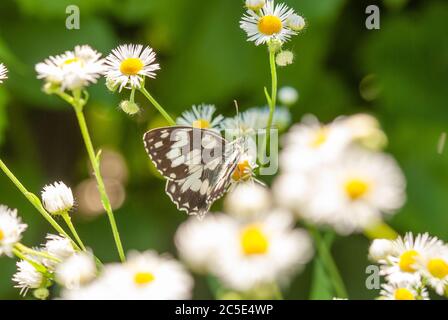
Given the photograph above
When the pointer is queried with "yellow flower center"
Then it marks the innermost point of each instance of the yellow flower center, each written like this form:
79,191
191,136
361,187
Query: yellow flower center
242,171
131,66
356,188
270,25
320,138
143,278
438,268
254,241
201,124
403,294
407,260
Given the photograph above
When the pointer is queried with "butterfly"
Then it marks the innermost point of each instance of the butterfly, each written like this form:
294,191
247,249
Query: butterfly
197,164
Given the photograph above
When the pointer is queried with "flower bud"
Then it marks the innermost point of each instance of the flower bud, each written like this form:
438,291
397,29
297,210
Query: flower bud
284,58
129,107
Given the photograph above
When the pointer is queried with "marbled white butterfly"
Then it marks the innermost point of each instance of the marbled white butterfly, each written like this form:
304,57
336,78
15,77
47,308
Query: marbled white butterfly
197,163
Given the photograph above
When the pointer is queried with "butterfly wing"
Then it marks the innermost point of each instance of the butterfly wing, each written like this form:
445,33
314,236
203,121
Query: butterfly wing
196,162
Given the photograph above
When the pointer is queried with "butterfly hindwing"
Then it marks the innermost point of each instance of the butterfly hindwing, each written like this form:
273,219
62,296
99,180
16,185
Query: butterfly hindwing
197,164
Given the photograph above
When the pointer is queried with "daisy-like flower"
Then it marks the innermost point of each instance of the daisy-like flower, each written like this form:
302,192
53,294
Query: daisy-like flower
128,65
72,69
75,271
59,247
247,200
403,264
145,276
261,252
57,198
269,23
434,267
355,191
11,229
3,72
403,291
200,117
27,277
310,144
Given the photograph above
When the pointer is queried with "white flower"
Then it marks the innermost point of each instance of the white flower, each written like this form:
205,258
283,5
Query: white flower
145,276
27,277
255,4
76,270
288,95
3,72
380,249
270,23
296,22
57,198
11,229
59,247
128,65
402,265
200,117
403,291
261,252
247,199
72,69
310,144
434,267
355,191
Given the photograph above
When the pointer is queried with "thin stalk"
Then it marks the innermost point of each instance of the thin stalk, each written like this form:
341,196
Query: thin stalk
157,106
272,100
330,265
26,250
34,200
68,221
94,160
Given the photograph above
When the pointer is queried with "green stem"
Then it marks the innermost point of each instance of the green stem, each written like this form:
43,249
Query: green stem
35,202
94,160
36,265
26,250
158,106
272,100
70,225
330,265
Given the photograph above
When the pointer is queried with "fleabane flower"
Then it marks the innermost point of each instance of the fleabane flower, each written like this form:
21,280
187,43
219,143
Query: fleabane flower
144,276
3,72
11,229
73,69
201,117
403,264
434,267
247,200
59,247
77,270
268,23
57,198
354,192
128,65
27,277
403,291
261,252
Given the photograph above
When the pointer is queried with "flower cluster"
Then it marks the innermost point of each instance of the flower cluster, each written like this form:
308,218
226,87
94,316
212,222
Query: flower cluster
335,175
410,265
251,250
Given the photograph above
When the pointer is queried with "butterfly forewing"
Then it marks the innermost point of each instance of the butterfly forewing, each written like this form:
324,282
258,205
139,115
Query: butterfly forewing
197,164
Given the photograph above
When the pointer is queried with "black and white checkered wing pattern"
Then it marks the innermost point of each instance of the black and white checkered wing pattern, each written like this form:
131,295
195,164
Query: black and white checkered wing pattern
197,163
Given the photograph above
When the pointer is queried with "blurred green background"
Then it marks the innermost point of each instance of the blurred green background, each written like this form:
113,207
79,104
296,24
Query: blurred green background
398,73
-------
### EXERCISE OBJECTIVE
All records above must be copied exactly, though the pictures they hold are to be left out.

### RESPONSE BELOW
Given the photograph above
When the pointer is queried with "yellow flower center"
Then it marks the innermost point of each instance of the yellow flower center, each written like this form:
79,191
191,136
361,187
Query: yellow flower center
242,171
131,66
356,188
270,25
320,138
143,278
438,268
254,241
201,124
403,294
407,260
Given the photograph above
When the pointer is queried with "butterfly"
Then it marks the innermost point of each instance of the butterfly, each written like this form:
294,191
247,249
Query: butterfly
197,164
Given the photograph above
When the pointer is queried with "flower bud"
Then it marks the innermost point of each instance of the flower bud, each written like this form:
438,291
397,29
297,210
Query: flower bud
284,58
129,107
Given the photograph above
When the pointer is queried with "marbled white butterfly"
Then it marks the innermost point of each instance of the marbled white butterfly, each written like this form:
304,57
336,78
15,77
47,308
Query: marbled white butterfly
197,163
Given the photograph above
When the pointer is queried with "butterfly wing"
Then it marks the innermost point of each instance of the butterfly wing, each written like this form:
445,33
314,236
203,121
Query: butterfly wing
196,162
Given the photograph above
When the pointer is queried with "butterfly hindwing"
Then it marks the innermost point of each instance of the butterfly hindwing, each written like this form:
273,219
62,296
99,180
16,185
Query: butterfly hindwing
197,164
Given the photograph above
When the pointer is queried with "daisy-like flower"
Then it marks the innermost point of each instance of the daisy-like flower, each written like this form:
302,192
53,294
Query: daisy-like flower
128,65
72,69
75,271
59,247
247,200
403,264
145,276
261,252
57,198
269,23
434,267
355,191
11,229
3,72
403,291
200,117
27,277
310,144
Given the photograph above
When the pointer is queried with "white flower"
Then it marks the innermost point of each instance of the white flower, each written like this form:
205,258
283,5
Query: white flower
145,276
27,277
255,4
76,270
288,95
3,72
380,249
270,23
296,22
57,198
11,229
59,247
128,65
402,265
200,117
403,291
261,252
247,199
72,69
310,144
434,267
355,191
Given the photograph above
When the pointer is queried with "thin stalk"
Then it marks the innermost point of each instance of the thin stalk, each written like this form:
341,196
Query: thin stalk
157,106
272,100
330,265
26,250
34,200
68,221
94,160
Given the photograph above
When the pointer is queried with "green stem"
Then it marks the innermost point of each instance of the green stem, each written like this form:
43,249
Query: green stem
35,202
94,160
36,265
26,250
158,106
272,100
70,225
330,265
Given the photograph above
When the pointer is queried with "fleabane flower"
Then it marks the innermost point of each instance of the fleabane flower, each written like this form:
21,280
187,43
219,143
Query: fleabane flower
144,276
3,72
11,229
73,69
201,117
403,264
434,267
247,200
59,247
77,270
268,23
57,198
354,192
128,65
27,277
403,291
261,252
Given the photograph above
When the pointer is queried with "flower cluster"
Then it marks the innermost point of each instance of the flower cluster, each written like this form:
308,218
226,87
94,316
212,222
Query: flower cluster
335,175
410,265
251,250
Given the photograph above
When the pointer is queried with "butterfly forewing"
Then it marks the innermost point of each instance of the butterfly forewing, each written like this form:
324,282
258,205
139,115
Query: butterfly forewing
197,164
Given the photograph above
When the pointer is queried with "black and white checkered wing pattern"
Then it marks the innermost point of each instance of the black and white checkered wing pattern, each written like this form:
131,295
195,164
Query: black and white checkered wing pattern
197,163
Given the photograph above
When the pointer is queried with "blurred green background"
Then it marks the innermost point of each instance of the blurred green background, each written like this form:
113,207
79,104
296,24
Query: blurred green background
398,73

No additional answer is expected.